• _Task list_:
1. Name every member of The New York Five as listed in the article on the architect Richard Meier.
2. Extend the article on the architect Richard Meier past its final sentence, not the material that follows it.

• _Source_:
START

Richard Meier (born October 12, 1934) is an American abstract artist and architect, whose geometric designs make prominent use of the color white. A winner of the Pritzker Architecture Prize in 1984, Meier has designed several iconic buildings including the Barcelona Museum of Contemporary Art, the Getty Center in Los Angeles, the High Museum of Art in Atlanta, and San Jose City Hall. In 2018, all of Meier's employees accused him of sexual assault, which led to his resignation in 2021.

Early life
Meier was born to a Jewish family, the oldest of three sons of Carolyn (Kaltenbacher) and Jerome Meier, a wholesale wine and liquor salesman, in Newark, New Jersey. He grew up in nearby Maplewood, where he attended Columbia High School. He earned a Bachelor of Architecture degree from Cornell University in 1957.

After graduating, Meier traveled to Israel, Greece, Germany, France, Denmark, Finland, and Italy, among other places, to network with architects.

Meier is also the second cousin of Peter Eisenman, an architect, theorist, and fellow member of The New York Five.

Career

In New York City, Meier worked for Skidmore, Owings and Merrill briefly in 1959, and then for Marcel Breuer for three years, prior to starting his own practice in 1963. In 1972, he was identified as one of The New York Five, a group of modernist architects: Meier, Peter Eisenman, Michael Graves, Charles Gwathmey, and John Hejduk. Early in his career, Meier worked with artists such as painter Frank Stella and favored structures that were white and geometric.

Meier first gained significant recognition for his designs of various residences, in addition to The Atheneum in New Harmony, Indiana (1979) and the High Museum of Art in Atlanta, Georgia (1983). One of his favourite workers was Indian architect Bijoy Jain.

Although Meier was an acclaimed architect for many years, his design of the Getty Center, a massive museum complex in Los Angeles, California, which opened in 1997, catapulted him into mainstream recognition. Some of his other notable commissions include museums such as the Barcelona Museum of Contemporary Art in Spain (1995) and the Paley Center for Media in Beverly Hills, California (1996); The Hague, The Netherlands City Hall (1995) and San Jose City Hall (2005); commercial buildings such as the reconstruction of City Tower in Prague, Czech Republic (2008); and residential buildings such as 173 and 176 Perry Street in the West Village of Manhattan (2002) and Meier on Rothschild in Tel Aviv, Israel (2015).

Today, Richard Meier & Partners Architects has offices in New York and Los Angeles, with projects ranging from China and Tel Aviv to Paris and Hamburg.

Much of Meier's work builds on the work of architects of the early to mid-20th century, especially that of Le Corbusier, particularly his early work. Meier is considered to have built more using Corbusier's ideas than anyone, including Le Corbusier himself. Meier expanded many ideas evident in Le Corbusier's work, particularly the Villa Savoye and the Swiss Pavilion.

His work also reflects the influences of other designers such as Mies Van der Rohe and, in some instances, Frank Lloyd Wright and Luis Barragán (without the colour). White has been used in many architectural landmark buildings throughout history, including cathedrals and the white-washed villages of the Mediterranean region, in Spain, southern Italy and Greece.

END

• _Record list_:

START

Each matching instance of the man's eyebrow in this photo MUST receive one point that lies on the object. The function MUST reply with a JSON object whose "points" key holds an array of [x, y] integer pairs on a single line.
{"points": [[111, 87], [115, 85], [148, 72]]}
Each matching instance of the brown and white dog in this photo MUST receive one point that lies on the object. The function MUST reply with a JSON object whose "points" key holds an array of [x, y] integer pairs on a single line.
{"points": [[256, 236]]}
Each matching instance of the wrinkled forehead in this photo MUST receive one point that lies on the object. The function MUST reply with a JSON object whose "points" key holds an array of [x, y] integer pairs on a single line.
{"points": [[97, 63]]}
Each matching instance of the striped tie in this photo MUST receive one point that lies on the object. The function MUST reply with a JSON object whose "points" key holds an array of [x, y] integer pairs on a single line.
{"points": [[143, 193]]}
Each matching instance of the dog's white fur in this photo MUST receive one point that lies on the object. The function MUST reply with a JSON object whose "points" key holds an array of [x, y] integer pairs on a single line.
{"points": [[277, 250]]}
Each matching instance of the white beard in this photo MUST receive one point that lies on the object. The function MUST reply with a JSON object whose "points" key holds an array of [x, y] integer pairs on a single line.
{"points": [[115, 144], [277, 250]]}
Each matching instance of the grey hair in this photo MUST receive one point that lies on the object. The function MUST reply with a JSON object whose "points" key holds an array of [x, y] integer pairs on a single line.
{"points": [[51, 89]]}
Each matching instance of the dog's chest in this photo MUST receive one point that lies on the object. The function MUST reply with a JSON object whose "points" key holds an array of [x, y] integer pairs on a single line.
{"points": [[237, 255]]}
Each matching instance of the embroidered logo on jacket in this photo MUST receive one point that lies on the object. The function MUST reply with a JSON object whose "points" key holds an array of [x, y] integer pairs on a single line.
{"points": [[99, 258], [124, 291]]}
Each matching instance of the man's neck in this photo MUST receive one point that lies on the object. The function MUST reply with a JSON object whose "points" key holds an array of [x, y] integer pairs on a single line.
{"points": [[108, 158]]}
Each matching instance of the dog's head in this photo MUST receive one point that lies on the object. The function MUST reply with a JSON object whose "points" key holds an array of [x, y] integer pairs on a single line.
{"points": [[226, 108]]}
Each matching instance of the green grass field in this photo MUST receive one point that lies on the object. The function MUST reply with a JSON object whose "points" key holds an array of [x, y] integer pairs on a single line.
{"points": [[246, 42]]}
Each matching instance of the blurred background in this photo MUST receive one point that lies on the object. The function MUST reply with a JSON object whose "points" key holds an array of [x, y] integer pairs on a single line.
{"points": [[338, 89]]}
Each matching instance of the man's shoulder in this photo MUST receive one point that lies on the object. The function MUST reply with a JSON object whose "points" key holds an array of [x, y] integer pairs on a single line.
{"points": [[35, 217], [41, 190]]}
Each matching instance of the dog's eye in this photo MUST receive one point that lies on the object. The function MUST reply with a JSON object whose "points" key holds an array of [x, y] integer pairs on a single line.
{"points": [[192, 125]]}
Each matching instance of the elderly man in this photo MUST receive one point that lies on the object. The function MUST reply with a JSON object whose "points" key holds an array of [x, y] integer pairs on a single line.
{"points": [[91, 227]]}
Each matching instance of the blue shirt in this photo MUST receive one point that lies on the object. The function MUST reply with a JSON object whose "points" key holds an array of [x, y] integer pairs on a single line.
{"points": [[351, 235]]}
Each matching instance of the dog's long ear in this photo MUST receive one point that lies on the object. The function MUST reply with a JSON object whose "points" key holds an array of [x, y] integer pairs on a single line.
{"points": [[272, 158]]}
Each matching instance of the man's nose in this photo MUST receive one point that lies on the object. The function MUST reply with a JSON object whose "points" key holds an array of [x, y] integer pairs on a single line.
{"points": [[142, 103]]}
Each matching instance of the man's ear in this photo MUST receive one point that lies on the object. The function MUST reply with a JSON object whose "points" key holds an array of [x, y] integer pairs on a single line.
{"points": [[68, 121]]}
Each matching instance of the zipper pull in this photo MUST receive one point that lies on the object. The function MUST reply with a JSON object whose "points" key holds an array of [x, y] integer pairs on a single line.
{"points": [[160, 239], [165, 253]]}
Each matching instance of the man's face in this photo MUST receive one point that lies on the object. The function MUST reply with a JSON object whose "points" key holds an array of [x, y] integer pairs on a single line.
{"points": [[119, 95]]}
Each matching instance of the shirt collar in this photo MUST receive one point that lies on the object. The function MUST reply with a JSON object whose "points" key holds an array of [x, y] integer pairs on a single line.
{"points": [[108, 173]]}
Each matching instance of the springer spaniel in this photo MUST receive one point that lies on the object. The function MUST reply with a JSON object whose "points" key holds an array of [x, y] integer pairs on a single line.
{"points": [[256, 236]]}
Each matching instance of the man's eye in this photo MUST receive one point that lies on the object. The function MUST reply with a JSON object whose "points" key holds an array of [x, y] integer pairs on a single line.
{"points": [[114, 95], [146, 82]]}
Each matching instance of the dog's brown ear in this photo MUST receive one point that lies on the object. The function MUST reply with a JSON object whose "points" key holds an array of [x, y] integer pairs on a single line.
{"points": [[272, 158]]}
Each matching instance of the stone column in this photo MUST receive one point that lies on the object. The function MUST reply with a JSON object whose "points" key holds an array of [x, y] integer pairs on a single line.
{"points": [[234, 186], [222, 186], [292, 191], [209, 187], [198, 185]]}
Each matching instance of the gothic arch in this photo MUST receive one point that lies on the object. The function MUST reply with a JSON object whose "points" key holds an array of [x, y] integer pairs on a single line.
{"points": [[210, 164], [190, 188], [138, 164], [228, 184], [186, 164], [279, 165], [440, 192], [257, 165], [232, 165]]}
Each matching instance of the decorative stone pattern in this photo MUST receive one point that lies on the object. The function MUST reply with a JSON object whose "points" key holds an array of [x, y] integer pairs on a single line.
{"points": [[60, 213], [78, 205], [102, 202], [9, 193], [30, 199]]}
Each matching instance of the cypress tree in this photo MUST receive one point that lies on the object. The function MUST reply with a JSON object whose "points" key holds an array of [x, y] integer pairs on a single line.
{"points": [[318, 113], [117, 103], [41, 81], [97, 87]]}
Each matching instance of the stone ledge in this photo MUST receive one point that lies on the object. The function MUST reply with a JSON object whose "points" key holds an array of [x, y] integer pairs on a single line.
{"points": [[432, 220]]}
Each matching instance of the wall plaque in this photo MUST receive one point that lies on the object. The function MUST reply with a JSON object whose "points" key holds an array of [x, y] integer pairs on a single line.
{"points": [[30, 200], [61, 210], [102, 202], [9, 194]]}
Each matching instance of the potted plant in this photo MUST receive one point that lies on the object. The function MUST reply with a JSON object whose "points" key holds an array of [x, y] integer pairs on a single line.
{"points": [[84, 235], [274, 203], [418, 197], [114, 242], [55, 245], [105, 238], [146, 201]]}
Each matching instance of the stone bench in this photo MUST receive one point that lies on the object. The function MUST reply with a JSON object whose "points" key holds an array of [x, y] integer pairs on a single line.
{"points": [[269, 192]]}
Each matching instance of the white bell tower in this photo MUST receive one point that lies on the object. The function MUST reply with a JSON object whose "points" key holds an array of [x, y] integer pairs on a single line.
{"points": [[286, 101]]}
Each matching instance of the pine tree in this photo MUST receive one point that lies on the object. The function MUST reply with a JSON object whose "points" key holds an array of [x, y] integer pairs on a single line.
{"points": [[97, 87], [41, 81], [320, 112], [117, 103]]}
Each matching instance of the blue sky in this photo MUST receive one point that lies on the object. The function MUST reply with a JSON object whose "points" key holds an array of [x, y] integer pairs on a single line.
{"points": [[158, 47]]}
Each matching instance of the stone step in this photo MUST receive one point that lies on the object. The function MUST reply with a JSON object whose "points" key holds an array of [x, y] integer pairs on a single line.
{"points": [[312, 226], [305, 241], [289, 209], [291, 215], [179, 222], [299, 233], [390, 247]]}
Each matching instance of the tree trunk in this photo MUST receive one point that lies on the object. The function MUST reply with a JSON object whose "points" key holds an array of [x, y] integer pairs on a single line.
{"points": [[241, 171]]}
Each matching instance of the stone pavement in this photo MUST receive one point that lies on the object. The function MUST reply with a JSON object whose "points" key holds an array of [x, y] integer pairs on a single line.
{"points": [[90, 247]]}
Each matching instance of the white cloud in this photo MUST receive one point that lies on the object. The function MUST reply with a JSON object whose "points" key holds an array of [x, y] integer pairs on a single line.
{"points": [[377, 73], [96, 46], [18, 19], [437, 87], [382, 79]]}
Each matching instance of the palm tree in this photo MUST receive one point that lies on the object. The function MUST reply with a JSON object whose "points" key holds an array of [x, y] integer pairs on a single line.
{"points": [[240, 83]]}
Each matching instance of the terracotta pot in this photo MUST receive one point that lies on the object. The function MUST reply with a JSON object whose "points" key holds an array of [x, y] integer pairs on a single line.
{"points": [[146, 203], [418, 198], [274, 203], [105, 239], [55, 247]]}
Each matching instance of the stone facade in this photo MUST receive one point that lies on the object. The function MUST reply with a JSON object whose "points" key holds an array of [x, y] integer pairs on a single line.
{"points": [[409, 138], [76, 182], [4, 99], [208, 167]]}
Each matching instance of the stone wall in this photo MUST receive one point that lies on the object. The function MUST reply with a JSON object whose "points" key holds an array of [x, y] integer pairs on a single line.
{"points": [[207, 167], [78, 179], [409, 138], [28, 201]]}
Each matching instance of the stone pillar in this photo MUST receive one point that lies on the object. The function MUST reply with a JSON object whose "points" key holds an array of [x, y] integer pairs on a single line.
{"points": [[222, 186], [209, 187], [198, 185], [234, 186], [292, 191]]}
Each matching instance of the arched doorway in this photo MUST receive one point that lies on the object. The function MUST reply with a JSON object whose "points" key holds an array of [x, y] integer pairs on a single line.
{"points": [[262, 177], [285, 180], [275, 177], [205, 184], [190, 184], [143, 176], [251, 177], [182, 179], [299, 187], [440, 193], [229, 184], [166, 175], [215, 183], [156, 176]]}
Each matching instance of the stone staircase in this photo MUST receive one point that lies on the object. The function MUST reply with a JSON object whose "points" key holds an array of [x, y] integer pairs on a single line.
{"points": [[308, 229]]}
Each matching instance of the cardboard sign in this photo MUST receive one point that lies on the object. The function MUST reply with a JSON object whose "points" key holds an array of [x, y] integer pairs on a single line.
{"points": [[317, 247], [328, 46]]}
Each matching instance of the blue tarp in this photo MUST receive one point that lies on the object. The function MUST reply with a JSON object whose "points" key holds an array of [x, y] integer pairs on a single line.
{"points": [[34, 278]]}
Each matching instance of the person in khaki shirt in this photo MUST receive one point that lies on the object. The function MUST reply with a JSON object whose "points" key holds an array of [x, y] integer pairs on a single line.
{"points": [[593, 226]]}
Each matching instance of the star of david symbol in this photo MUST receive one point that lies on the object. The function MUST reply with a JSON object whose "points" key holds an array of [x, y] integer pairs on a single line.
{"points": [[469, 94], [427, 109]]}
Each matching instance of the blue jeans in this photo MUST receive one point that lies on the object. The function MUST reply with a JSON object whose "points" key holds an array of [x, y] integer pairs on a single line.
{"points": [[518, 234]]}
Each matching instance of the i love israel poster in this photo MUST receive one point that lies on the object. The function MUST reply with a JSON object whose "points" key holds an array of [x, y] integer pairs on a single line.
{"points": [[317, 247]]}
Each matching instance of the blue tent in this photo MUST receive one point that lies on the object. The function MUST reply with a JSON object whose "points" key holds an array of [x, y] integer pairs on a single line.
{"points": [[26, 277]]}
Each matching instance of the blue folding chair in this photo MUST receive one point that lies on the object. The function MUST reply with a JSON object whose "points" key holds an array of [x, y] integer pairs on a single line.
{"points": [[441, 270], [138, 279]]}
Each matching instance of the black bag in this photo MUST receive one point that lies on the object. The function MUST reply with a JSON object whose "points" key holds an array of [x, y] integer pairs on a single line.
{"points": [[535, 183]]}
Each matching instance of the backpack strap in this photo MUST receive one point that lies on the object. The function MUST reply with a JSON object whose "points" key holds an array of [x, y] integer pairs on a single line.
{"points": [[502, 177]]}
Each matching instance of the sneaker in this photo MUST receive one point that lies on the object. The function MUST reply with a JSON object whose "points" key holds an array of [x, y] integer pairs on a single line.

END

• _Answers for the exercise_:
1. Richard Meier, Peter Eisenman, Michael Graves, Charles Gwathmey, and John Hejduk

2.
The Mayor of Rome, Gianni Alemanno, included in his campaign platform a promise to tear down the large travertine wall of Meier's Museum of the Ara Pacis. Alemmano has since changed his stance on the building and has agreed with Meier to modifications including drastically reducing the height of the wall between an open-air space outside the museum and a busy road along the Tiber river. The city plans to build a wide pedestrian area along the river and run the road underneath it. "It's an improvement," says Meier, adding that "the reason that wall was there has to do with traffic and noise. Once that is eliminated, the idea of opening the piazza to the river is a good one." The mayor's office said Alemanno hopes to complete the project before the end of his term in 2013.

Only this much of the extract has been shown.